Records provided
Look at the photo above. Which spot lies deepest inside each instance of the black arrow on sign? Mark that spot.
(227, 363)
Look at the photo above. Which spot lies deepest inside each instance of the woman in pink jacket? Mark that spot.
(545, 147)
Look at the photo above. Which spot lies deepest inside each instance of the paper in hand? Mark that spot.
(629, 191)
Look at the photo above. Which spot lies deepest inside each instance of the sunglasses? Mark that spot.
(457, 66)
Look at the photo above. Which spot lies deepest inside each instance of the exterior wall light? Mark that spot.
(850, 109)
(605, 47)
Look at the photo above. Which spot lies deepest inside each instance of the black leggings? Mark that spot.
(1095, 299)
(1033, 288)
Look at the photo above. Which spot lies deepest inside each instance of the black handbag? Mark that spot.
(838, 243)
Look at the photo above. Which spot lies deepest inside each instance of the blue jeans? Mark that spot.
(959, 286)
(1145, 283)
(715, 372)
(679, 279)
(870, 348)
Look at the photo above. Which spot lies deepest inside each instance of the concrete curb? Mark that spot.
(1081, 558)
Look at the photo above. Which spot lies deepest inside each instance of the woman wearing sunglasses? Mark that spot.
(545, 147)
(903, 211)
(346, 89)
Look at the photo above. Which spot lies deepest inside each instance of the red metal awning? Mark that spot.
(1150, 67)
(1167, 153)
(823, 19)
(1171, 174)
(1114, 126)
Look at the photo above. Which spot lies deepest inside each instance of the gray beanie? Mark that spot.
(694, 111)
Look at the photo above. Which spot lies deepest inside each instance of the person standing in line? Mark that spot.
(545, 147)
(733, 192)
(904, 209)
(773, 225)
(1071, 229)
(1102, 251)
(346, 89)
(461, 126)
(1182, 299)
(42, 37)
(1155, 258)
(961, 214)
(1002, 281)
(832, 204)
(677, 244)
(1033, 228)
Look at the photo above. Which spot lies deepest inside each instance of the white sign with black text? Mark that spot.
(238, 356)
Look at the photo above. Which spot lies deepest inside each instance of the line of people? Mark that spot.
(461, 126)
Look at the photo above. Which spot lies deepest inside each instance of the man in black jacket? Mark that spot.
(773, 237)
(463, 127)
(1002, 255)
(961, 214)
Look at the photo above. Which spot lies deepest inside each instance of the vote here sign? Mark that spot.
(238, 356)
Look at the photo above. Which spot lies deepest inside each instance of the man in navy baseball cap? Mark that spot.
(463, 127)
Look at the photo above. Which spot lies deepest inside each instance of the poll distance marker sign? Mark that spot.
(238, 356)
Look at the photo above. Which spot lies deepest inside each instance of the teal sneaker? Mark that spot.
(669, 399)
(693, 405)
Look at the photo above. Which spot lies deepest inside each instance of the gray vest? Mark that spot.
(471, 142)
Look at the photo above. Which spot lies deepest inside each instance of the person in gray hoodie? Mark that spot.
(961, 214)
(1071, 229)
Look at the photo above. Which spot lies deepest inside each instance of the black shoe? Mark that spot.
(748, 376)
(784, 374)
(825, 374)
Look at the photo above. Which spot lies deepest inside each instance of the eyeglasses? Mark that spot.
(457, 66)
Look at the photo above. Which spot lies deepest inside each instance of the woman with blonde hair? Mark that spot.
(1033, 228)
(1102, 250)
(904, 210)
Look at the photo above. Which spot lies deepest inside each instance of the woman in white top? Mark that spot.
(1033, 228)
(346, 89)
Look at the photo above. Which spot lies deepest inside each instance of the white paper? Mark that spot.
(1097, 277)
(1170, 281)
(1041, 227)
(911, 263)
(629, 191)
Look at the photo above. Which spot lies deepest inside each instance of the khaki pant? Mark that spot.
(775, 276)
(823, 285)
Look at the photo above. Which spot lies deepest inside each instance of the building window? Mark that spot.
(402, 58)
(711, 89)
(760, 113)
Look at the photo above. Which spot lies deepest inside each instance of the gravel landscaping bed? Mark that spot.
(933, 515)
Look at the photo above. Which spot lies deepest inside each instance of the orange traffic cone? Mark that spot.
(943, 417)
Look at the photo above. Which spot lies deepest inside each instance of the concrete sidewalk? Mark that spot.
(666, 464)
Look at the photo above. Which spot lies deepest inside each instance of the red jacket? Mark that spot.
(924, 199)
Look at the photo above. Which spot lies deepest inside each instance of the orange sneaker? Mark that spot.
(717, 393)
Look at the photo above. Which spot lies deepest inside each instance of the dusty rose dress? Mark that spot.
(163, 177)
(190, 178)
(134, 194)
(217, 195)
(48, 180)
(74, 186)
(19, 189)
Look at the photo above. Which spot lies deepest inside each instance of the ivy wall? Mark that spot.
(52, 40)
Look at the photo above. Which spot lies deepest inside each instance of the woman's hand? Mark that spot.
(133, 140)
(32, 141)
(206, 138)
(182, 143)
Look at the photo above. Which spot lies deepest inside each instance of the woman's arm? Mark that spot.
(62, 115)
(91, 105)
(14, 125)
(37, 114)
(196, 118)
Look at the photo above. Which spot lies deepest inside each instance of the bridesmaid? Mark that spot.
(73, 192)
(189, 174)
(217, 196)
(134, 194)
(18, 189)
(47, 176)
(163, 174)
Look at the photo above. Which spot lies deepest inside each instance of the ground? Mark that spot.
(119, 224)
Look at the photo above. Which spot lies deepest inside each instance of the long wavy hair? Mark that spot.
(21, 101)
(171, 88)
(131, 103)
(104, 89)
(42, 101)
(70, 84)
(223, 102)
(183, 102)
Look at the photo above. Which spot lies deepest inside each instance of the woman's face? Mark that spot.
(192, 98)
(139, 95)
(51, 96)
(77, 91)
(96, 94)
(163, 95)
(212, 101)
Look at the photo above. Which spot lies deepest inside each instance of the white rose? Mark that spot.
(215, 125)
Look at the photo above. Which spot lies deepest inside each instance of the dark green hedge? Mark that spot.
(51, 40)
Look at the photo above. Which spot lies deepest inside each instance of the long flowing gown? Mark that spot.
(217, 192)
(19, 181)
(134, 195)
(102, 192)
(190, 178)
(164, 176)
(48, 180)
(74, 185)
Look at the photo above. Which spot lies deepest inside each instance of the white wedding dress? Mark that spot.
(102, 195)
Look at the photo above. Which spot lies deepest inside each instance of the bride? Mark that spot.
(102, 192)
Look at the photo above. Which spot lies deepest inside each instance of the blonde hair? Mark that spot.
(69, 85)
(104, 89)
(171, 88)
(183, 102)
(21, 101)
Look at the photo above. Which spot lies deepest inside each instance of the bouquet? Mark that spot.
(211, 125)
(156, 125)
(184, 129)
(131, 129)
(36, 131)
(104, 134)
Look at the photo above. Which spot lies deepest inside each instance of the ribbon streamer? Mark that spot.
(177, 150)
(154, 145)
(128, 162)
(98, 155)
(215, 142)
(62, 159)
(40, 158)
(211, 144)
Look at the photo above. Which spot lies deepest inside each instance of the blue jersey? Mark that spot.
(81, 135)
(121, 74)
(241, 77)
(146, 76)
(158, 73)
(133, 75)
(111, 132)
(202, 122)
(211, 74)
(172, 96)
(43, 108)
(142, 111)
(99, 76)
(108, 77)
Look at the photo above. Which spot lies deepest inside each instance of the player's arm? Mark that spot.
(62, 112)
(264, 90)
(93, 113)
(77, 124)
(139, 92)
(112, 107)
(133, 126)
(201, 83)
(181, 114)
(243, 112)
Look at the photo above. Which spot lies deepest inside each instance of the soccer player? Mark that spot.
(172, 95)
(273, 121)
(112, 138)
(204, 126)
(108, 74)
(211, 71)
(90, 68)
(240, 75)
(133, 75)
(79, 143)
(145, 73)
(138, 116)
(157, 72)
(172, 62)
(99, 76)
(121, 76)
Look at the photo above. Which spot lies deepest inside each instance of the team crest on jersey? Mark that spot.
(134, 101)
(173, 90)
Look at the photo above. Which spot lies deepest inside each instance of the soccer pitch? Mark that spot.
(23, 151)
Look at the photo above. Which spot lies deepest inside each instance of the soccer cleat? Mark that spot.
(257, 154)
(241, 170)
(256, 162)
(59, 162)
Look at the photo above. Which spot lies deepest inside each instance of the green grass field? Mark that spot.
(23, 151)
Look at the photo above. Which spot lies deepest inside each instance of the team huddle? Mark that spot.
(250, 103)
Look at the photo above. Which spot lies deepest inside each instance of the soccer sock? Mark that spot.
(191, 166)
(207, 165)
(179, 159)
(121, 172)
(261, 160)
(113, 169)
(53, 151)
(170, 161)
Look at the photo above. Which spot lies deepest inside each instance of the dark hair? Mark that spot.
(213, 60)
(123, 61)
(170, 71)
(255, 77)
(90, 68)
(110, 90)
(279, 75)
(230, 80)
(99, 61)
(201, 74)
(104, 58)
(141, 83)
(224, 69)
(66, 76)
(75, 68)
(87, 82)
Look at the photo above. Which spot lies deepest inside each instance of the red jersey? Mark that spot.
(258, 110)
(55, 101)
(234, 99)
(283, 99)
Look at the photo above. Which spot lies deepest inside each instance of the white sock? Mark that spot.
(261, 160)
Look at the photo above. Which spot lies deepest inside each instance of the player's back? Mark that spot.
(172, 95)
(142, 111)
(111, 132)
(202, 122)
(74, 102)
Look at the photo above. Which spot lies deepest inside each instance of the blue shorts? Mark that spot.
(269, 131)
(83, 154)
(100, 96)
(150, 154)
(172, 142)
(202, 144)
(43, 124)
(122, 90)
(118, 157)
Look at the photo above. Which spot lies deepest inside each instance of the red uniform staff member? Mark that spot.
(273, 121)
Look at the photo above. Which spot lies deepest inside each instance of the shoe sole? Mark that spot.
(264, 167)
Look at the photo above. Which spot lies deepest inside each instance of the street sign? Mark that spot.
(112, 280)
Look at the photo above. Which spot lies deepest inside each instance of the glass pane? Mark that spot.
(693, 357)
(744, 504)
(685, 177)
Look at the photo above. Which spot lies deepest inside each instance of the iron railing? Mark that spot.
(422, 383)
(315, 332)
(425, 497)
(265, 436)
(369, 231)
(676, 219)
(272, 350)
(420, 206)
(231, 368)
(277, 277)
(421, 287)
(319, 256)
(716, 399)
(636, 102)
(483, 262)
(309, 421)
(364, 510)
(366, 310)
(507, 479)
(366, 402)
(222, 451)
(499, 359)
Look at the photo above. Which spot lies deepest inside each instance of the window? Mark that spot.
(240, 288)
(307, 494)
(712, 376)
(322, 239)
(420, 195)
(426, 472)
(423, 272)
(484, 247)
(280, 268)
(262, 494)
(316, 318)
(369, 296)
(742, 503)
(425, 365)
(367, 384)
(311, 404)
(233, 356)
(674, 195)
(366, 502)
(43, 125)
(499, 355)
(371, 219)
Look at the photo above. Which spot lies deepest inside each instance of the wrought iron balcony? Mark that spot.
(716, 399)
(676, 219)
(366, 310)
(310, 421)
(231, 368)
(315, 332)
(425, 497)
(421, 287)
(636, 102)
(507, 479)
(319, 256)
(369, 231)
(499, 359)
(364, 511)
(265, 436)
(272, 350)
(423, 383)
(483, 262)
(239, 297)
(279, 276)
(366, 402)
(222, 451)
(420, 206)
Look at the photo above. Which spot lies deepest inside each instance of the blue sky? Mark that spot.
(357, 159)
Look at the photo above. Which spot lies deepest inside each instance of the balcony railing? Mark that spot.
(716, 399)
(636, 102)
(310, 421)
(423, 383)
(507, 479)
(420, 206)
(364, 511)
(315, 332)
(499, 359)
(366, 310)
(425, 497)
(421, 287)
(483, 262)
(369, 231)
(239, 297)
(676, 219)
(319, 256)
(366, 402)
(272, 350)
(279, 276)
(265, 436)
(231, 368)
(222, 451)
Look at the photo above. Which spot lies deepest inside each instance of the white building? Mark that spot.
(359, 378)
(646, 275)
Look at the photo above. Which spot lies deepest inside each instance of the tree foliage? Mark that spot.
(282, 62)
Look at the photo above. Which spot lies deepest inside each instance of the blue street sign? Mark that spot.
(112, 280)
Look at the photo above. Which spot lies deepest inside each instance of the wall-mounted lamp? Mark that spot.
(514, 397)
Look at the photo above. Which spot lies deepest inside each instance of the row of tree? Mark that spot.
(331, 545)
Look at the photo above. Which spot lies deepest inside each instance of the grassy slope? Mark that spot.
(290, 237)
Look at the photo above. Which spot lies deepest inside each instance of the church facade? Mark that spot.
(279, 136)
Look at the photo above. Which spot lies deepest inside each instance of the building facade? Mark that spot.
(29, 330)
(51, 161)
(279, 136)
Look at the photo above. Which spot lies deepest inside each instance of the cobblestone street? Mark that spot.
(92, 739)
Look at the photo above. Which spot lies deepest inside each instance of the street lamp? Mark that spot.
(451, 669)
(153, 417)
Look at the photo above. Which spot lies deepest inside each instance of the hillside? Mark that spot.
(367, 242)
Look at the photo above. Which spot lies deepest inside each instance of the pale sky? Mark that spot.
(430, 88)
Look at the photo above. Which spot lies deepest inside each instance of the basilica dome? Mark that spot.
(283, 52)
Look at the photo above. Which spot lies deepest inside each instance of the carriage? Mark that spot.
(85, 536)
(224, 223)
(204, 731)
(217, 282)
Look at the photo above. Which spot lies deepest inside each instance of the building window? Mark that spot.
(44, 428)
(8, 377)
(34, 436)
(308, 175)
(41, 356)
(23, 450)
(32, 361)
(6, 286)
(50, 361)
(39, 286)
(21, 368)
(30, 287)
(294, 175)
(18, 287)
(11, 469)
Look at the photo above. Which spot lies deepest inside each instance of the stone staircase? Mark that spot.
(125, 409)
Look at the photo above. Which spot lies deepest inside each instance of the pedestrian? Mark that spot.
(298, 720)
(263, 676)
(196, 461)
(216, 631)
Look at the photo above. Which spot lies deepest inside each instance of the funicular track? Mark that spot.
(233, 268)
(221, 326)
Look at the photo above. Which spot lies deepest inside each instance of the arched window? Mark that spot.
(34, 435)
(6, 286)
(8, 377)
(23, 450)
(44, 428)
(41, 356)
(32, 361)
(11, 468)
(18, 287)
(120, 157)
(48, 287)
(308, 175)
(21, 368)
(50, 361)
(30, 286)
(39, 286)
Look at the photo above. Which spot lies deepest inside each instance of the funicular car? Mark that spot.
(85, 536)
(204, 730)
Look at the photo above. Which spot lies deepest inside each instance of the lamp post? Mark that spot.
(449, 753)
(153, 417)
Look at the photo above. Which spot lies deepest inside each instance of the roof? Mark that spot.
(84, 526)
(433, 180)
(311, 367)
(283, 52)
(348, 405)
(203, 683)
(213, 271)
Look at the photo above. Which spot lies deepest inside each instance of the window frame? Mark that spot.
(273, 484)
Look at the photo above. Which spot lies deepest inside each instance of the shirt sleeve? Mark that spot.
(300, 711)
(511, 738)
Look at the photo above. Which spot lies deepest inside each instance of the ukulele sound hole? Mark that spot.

Short exercise
Reproduce every line from the listing verbatim, between the lines holding "handbag? Mark that spot." and "(1081, 558)", inclusive.

Output for this exercise
Look at the photo above. Which spot lies deepest inside each instance of the black handbag? Mark that spot.
(838, 243)
Look at the photo above. Which spot lies deepest inside each instance of the blue jeans? Mark that spot.
(959, 286)
(1145, 283)
(715, 372)
(679, 279)
(870, 348)
Look at the photo above. Which spot lies deepest inside each instance of the concrete curb? Mark that spot.
(1081, 558)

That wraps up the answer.